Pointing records

==*==

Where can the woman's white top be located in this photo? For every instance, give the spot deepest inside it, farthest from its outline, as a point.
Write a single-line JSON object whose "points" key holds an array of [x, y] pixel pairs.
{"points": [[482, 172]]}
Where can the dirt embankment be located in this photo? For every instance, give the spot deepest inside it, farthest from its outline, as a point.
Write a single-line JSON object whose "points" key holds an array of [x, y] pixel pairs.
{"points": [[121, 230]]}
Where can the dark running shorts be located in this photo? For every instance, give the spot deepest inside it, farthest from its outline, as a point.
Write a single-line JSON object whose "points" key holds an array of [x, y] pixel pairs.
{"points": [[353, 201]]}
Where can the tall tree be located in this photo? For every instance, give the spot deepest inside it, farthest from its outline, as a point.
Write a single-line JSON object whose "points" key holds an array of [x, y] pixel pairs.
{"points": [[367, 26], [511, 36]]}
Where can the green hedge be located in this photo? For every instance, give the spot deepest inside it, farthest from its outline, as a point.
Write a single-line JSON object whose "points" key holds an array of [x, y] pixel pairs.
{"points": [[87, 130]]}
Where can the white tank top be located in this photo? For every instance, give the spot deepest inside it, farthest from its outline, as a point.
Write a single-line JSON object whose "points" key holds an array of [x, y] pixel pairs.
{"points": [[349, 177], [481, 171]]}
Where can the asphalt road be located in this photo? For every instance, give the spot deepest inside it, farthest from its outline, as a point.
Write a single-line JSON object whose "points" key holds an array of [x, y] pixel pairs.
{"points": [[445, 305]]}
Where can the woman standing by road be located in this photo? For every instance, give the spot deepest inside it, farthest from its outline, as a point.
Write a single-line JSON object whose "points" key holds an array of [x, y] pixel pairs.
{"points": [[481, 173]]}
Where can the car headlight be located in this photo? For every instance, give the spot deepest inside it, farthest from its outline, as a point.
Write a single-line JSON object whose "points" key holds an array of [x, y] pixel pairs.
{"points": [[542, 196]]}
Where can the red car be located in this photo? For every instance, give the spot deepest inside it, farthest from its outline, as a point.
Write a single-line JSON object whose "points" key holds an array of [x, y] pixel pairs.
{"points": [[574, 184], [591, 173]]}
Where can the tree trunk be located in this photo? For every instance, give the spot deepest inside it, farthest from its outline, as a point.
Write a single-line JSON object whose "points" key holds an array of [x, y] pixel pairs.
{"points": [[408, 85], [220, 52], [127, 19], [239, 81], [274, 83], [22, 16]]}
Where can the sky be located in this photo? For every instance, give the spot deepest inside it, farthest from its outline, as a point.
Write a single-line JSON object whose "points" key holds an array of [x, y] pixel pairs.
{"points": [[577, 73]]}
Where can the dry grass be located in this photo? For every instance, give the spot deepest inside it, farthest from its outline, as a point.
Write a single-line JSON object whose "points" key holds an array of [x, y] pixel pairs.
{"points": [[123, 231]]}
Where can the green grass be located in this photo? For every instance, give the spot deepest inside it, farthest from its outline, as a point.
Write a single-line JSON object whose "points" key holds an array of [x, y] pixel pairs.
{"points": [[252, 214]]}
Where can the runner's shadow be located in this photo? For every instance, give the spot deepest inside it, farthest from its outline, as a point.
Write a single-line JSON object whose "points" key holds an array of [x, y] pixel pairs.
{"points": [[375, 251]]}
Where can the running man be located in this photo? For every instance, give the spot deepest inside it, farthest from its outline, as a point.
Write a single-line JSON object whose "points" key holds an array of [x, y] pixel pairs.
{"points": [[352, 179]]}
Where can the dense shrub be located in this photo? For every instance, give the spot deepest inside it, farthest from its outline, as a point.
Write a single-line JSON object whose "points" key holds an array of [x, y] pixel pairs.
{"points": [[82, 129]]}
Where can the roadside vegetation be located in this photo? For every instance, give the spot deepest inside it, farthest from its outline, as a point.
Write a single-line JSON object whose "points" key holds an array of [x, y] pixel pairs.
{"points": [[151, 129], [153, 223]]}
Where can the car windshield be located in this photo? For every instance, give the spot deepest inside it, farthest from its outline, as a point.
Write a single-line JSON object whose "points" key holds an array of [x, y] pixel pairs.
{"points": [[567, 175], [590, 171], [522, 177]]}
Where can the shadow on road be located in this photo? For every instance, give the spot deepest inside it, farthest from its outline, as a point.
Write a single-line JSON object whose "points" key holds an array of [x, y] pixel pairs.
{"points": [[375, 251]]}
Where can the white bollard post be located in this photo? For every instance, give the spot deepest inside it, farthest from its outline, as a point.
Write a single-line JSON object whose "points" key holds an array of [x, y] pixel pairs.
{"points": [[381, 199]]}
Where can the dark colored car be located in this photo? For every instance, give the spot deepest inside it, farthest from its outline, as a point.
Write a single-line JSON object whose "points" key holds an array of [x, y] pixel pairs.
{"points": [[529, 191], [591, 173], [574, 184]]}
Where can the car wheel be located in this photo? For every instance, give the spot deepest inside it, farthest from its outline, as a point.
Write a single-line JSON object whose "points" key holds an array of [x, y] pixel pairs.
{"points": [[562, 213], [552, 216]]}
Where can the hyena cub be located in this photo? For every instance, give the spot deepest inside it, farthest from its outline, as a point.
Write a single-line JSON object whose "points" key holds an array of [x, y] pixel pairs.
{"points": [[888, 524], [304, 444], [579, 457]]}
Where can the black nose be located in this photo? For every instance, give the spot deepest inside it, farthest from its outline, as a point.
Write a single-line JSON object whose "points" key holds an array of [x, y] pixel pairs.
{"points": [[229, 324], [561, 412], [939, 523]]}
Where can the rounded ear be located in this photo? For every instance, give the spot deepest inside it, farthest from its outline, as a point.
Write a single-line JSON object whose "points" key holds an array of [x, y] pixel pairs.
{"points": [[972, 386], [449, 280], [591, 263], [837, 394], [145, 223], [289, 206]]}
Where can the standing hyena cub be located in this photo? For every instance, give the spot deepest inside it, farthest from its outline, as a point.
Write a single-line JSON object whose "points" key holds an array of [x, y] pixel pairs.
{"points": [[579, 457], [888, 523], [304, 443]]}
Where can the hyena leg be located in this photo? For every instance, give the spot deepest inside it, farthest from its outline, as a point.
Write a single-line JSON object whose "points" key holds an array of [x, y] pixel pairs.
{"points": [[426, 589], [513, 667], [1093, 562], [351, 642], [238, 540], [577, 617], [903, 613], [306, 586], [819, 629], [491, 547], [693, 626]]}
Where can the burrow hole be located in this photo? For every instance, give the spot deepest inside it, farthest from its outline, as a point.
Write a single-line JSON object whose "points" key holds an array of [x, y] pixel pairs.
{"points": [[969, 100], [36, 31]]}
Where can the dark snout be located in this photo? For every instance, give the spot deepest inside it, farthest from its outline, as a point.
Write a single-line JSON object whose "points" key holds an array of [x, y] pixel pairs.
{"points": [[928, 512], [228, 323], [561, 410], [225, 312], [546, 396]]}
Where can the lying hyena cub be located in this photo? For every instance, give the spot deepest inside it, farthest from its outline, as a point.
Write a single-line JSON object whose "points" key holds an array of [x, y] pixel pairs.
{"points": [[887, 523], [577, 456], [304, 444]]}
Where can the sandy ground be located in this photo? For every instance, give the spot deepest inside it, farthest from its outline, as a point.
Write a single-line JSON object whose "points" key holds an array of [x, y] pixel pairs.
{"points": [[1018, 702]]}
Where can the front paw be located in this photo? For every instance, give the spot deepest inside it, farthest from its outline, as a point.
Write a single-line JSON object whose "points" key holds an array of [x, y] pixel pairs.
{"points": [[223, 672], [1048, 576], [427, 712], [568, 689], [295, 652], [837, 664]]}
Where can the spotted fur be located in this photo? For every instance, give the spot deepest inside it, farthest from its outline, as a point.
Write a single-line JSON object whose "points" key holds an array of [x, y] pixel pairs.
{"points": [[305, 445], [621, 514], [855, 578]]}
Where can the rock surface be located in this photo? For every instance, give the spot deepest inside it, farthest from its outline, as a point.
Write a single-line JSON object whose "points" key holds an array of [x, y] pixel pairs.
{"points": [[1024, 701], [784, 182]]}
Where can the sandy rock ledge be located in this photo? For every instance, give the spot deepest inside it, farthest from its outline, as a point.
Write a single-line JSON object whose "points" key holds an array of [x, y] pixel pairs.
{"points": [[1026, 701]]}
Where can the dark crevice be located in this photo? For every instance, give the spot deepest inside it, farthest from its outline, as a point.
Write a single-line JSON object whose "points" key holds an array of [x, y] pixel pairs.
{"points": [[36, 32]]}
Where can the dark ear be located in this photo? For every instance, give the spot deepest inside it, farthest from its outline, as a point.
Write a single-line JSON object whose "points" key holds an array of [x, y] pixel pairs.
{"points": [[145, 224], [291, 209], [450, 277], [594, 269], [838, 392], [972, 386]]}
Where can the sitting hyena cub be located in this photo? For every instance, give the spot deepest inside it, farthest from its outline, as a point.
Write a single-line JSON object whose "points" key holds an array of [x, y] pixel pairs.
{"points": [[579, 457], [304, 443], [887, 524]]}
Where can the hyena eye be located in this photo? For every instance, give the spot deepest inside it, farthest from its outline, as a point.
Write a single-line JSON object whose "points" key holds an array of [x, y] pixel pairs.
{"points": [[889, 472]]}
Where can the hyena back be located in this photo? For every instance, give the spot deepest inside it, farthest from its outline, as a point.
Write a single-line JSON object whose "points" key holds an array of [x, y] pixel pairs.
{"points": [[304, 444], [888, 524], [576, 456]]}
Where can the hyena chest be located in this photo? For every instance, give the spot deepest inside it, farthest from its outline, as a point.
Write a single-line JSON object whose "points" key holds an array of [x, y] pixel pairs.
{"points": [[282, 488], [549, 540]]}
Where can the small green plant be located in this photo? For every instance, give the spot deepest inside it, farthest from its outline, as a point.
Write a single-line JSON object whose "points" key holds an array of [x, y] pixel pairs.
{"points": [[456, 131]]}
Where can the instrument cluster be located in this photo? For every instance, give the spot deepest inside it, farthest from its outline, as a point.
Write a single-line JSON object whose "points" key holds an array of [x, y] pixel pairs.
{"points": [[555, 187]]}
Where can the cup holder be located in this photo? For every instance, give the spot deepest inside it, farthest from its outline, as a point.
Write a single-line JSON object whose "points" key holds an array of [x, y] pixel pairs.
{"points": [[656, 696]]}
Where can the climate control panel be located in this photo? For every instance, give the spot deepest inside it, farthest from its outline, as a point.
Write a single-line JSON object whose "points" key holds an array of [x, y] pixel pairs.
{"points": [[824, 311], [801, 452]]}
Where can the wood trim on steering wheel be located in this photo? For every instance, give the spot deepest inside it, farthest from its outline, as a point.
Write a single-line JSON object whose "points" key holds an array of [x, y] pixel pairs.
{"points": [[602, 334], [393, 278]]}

==*==

» **Aim**: Give back exactly the lines that run from the line with "Where can the hyena chest" through the close of the material, counting both ends, and nothing more.

» **Solution to the problem**:
Where can the hyena chest be located in this photo? For every instance, give the spot deepest inside it, farthest from its outline, as a point.
Write a single-line JSON object whose "points" key holds an array of [x, y] pixel pairs.
{"points": [[282, 488], [549, 540]]}
Where can the small green plant be located in this photo? For every instance, give the spot deepest inside it, farthest from its outline, as a point.
Write a single-line JSON object whose "points" key holds an array of [x, y] pixel pairs.
{"points": [[456, 131]]}
Where can the instrument cluster be located in this photo? For every instance, give the spot deepest inside it, farthest from its outline, as a point.
Write a single-line JSON object whose "points" key holds an array of [x, y] pixel pairs.
{"points": [[555, 187]]}
Where can the cup holder be located in this photo? For every instance, give the spot deepest inside it, farthest from its outline, as a point.
Write a single-line JSON object whose "points" key holds an array of [x, y] pixel pairs.
{"points": [[656, 696]]}
Where can the climate control panel be located in this photo? For every instance, give the spot deepest inside it, farthest from its outline, as a point.
Write a single-line JSON object whose "points" key holds an array of [x, y] pixel pairs.
{"points": [[824, 311], [801, 452]]}
Where can the wood trim on steering wheel be located in this photo? For every instance, give the spot deepest inside it, farthest from its outline, as a point.
Write a single-line JSON object whose "points" key holds an array of [x, y] pixel pairs.
{"points": [[602, 334], [393, 278]]}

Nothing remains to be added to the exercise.